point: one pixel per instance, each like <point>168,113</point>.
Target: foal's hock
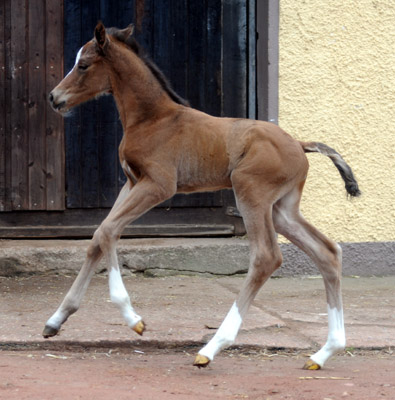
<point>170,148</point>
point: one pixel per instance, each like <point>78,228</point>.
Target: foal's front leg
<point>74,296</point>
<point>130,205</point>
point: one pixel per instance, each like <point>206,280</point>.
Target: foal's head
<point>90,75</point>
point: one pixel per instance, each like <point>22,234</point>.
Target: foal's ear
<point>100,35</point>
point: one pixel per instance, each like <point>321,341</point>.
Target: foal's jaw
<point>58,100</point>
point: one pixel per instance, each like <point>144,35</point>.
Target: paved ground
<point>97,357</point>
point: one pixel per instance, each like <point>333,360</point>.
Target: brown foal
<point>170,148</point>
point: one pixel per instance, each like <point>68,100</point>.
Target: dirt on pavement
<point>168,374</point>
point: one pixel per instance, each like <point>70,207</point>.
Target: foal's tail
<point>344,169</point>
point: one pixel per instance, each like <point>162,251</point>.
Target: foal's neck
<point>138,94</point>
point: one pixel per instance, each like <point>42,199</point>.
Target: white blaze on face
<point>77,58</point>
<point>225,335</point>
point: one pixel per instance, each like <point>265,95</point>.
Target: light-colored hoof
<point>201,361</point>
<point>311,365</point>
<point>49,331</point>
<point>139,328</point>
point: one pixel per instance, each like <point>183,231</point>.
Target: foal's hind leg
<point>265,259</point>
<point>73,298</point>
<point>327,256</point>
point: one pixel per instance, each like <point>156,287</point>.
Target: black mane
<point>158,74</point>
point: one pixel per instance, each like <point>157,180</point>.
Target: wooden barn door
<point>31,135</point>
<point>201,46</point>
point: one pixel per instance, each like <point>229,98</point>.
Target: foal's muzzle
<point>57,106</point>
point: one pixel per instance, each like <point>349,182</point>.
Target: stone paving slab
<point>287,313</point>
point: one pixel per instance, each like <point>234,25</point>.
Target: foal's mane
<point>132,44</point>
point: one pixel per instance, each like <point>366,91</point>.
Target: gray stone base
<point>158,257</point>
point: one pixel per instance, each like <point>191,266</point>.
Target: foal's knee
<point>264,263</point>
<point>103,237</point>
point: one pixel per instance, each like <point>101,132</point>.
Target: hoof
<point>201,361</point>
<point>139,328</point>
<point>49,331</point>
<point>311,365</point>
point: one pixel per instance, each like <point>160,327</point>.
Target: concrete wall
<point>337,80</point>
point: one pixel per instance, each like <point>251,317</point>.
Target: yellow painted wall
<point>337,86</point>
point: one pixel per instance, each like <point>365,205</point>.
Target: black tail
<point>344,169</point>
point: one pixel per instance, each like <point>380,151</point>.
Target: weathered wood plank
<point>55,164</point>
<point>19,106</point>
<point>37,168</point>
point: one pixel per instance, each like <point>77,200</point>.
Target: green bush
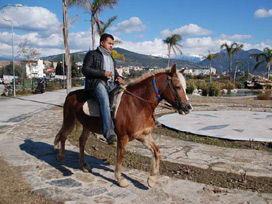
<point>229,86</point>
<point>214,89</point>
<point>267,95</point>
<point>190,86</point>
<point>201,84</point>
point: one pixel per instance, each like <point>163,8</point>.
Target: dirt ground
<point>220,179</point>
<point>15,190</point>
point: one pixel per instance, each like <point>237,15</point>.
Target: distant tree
···
EXERCISE OBJECTIVE
Rewrite all of the material above, replacing every "foal's" with "colt's" and leaving everything else unchanged. Omit the pictures.

THE OUTPUT
point: one pixel per instance, each like <point>168,113</point>.
Target: colt's hock
<point>170,148</point>
point: one pixel per instance, each like <point>78,228</point>.
Target: colt's front leg
<point>74,296</point>
<point>130,205</point>
point: one pixel per instance, each like <point>206,280</point>.
Target: colt's head
<point>90,75</point>
point: one pixel per instance, each like <point>22,234</point>.
Target: colt's ear
<point>100,35</point>
point: one pixel per instance, each like <point>321,341</point>.
Target: colt's jaw
<point>58,100</point>
point: one pixel per instance, each like <point>144,35</point>.
Target: paved ground
<point>97,357</point>
point: one pixel per instance, each like <point>333,360</point>.
Target: brown foal
<point>170,148</point>
point: one pixel per instance, each like <point>68,100</point>.
Target: dirt on pavement
<point>168,374</point>
point: one pixel per instance, each like <point>70,207</point>.
Target: colt's tail
<point>344,169</point>
point: one pixel per instance, each like <point>162,251</point>.
Target: colt's neck
<point>138,94</point>
point: one pixel per instance, each like <point>42,199</point>.
Target: white blaze on face
<point>77,58</point>
<point>225,335</point>
point: one pixel per instance, each like <point>265,95</point>.
Target: light-colored hoof
<point>201,361</point>
<point>311,365</point>
<point>49,331</point>
<point>139,328</point>
point: one pixel per instance, each like <point>183,231</point>.
Target: colt's hind leg
<point>265,259</point>
<point>73,298</point>
<point>327,256</point>
point: one pixel per instance, each like <point>156,287</point>.
Target: black mane
<point>158,74</point>
point: one pixel per instance, each like <point>157,180</point>.
Target: wooden barn door
<point>31,135</point>
<point>201,46</point>
point: one pixel per instance, each like <point>229,98</point>.
Target: colt's muzzle
<point>57,106</point>
point: one pixel per instance, each like <point>349,182</point>.
Target: stone paving slab
<point>287,313</point>
point: one pixel per instance, each like <point>234,25</point>.
Target: colt's mane
<point>132,44</point>
point: one pixel per instance, each like <point>366,91</point>.
Target: gray stone base
<point>158,257</point>
point: one pixel per instance, each like <point>191,266</point>.
Target: colt's knee
<point>264,263</point>
<point>103,237</point>
point: one pixel per instance, each like <point>101,132</point>.
Target: hoof
<point>201,361</point>
<point>139,328</point>
<point>49,331</point>
<point>311,365</point>
point: one pixel per instance, each like <point>160,327</point>.
Target: concrete wall
<point>337,80</point>
point: one pixel per instance, each like <point>251,317</point>.
Target: yellow painted wall
<point>337,86</point>
point: one pixel per instance, each like <point>365,205</point>.
Target: black tail
<point>344,169</point>
point: one pixel per instance, each like <point>380,151</point>.
Target: weathered wood plank
<point>55,164</point>
<point>19,106</point>
<point>37,168</point>
point: one pixel per instance, each like <point>77,200</point>.
Target: green bush
<point>229,86</point>
<point>214,89</point>
<point>267,95</point>
<point>190,86</point>
<point>201,84</point>
point: one pixel per instance, each like <point>163,8</point>.
Target: dirt ground
<point>220,179</point>
<point>15,190</point>
point: one pixel per instance, each like <point>237,15</point>.
Target: distant tree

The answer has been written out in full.